• [Consigne 1] D'après le texte sur la constitution ci-dessous, comment appelle-t-on les lois que le gouvernement fait à la place du Parlement en vertu de l'article 38 ?

• [Texte à lire]
# # #

La formule est attribuée à un professeur de droit, ancien ministre de la justice, Jean Foyer, qui ne passait pour un très grand libéral. Elle met en lumière les effets cumulés des deux dispositions de l’article 38 et de l’article 49.3, qui, comme l’article 16 mais sans être prévus, attribuent à une autorité politique le pouvoir de concentrer des pouvoirs normalement séparés. Un 16 bis donc.
L’origine de l’article 16 est historique. Persuadé que si un tel article avait existé en 1940 le président de la République de l’époque, Albert Lebrun, n’aurait pas eu à s’en remettre au nouveau chef du gouvernement, le maréchal Pétain, le général de Gaulle a fait inscrire dans la constitution en 1958 une clause permettant au président, dans le cas – seulement – où l’intégrité du territoire est menacée « d’une manière grave et immédiate et que le fonctionnement régulier des pouvoirs publics constitutionnels est interrompu », de « sauver » la République.
Dans l’esprit comme dans la lettre de la constitution, le gouvernement n’a donc pas vocation à concentrer tous les pouvoirs puisque seul le président de la République le peut, conformément à sa figure de « gardien des institutions » que l’on trouve inscrite à l’article 5. Mais la constitution donne concrètement au gouvernement beaucoup de possibilités, notamment si elles sont habilement combinées par les institutions en place. L’article 38 d’abord, est celui qui permet au Parlement d’autoriser, pour un temps déterminé et pour un objet déterminé, de faire des lois à la place du Parlement, des lois qu’on appelle des « ordonnances ». Evidemment, l’article 38 a été conçu dans l’esprit que le Parlement donne une autorisation en règle au gouvernement, discutée, réfléchie et contrôlée. Cette nécessité de la discussion, de la réflexion et du contrôle est la conséquence de ce que seul le parlement est composé de représentants élus au suffrage universel, contrairement au gouvernement dont les membres sont tous désignés par le Président de la République.

# # #

• [Consigne 2] Recopiez à l'identique les lignes des enregistrements, en commençant à celle qui contient « Each instance of the bare » et en vous arrêtant après celle qui contient « [[359, 133], [112, 115]] ».

# # #

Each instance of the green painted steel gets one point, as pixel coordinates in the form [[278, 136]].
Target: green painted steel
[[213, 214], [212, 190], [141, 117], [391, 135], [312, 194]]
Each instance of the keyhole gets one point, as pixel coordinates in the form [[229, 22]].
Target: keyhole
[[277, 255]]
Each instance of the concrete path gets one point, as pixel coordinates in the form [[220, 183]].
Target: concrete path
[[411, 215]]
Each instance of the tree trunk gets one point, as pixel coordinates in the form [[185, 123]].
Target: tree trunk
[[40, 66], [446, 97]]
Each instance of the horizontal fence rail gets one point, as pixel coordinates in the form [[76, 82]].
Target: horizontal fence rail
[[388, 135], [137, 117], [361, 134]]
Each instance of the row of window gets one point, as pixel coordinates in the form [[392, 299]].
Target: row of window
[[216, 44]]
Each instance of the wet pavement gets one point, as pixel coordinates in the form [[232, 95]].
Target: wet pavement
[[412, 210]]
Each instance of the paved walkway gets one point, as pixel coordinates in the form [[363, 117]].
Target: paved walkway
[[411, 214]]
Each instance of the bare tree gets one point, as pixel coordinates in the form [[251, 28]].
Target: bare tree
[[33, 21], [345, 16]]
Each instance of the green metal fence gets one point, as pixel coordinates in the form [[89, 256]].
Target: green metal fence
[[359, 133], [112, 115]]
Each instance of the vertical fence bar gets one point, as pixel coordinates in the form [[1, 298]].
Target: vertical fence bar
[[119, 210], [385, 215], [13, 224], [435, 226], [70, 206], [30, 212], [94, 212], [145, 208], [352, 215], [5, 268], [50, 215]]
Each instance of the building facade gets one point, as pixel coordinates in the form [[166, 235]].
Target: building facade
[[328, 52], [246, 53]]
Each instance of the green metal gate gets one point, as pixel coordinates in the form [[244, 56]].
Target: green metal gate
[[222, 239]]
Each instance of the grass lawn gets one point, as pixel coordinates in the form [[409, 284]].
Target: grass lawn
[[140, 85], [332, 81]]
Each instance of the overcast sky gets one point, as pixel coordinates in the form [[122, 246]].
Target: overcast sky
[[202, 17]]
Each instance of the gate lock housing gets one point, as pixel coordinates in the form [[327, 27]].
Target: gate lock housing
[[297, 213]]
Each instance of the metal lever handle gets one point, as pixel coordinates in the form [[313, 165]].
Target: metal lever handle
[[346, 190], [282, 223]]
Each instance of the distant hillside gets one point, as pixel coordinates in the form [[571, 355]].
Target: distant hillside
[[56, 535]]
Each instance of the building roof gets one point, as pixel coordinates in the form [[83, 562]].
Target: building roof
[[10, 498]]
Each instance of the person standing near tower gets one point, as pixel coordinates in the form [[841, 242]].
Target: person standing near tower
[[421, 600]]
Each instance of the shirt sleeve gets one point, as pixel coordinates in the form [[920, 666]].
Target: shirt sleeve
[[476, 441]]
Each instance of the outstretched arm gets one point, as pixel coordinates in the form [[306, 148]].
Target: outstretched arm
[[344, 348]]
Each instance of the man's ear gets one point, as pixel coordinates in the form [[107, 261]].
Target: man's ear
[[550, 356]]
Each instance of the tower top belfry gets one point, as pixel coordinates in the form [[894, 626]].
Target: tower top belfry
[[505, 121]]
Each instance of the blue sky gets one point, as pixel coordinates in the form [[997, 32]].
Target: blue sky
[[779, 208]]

# # #

• [Réponse rédigée 1] On les appelle des « ordonnances ».

• [Réponse rédigée 2]
Each instance of the bare tree gets one point, as pixel coordinates in the form [[251, 28]].
Target: bare tree
[[33, 21], [345, 16]]
Each instance of the green metal fence gets one point, as pixel coordinates in the form [[89, 256]].
Target: green metal fence
[[359, 133], [112, 115]]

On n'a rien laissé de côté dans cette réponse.